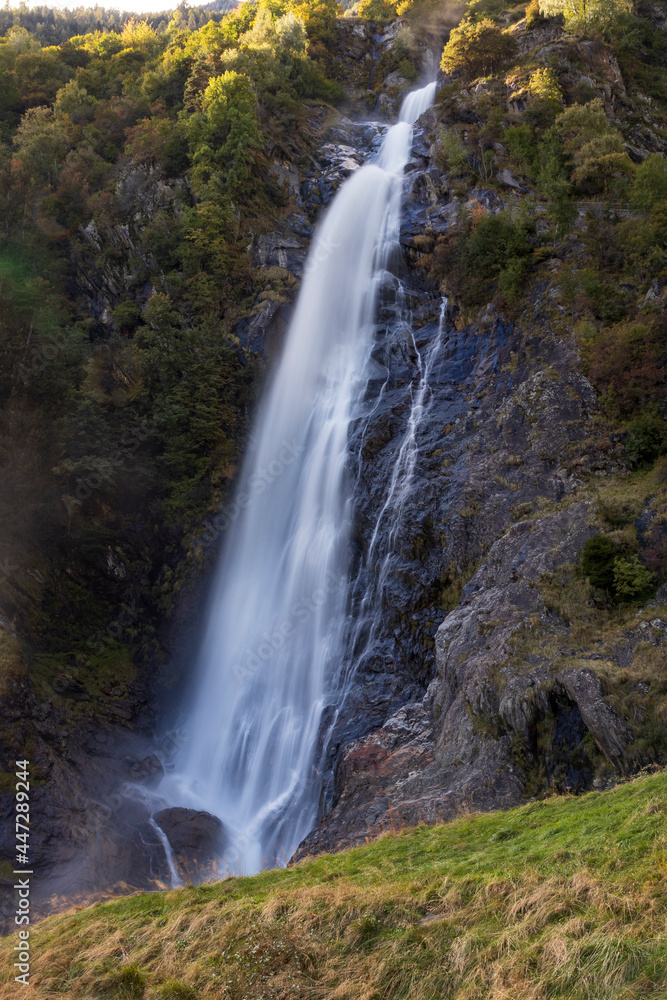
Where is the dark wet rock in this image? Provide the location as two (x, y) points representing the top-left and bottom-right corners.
(557, 667), (632, 769)
(123, 753), (164, 787)
(253, 229), (308, 277)
(153, 806), (226, 864)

**The problem:**
Put the records above into a two-column CSV headed instruction and response, with one row per record holding its text and its answer. Each field should be a single quoted field with line breaks replaced by spaces, and the pictures should be left out.

**Solution to the exercise:**
instruction,response
"Where is the dark wet rock in this image? Provide the location as two (x, y) points representing the top-left and bottom-right corners.","(557, 667), (632, 769) (123, 753), (164, 787) (253, 229), (308, 277) (153, 806), (226, 864)"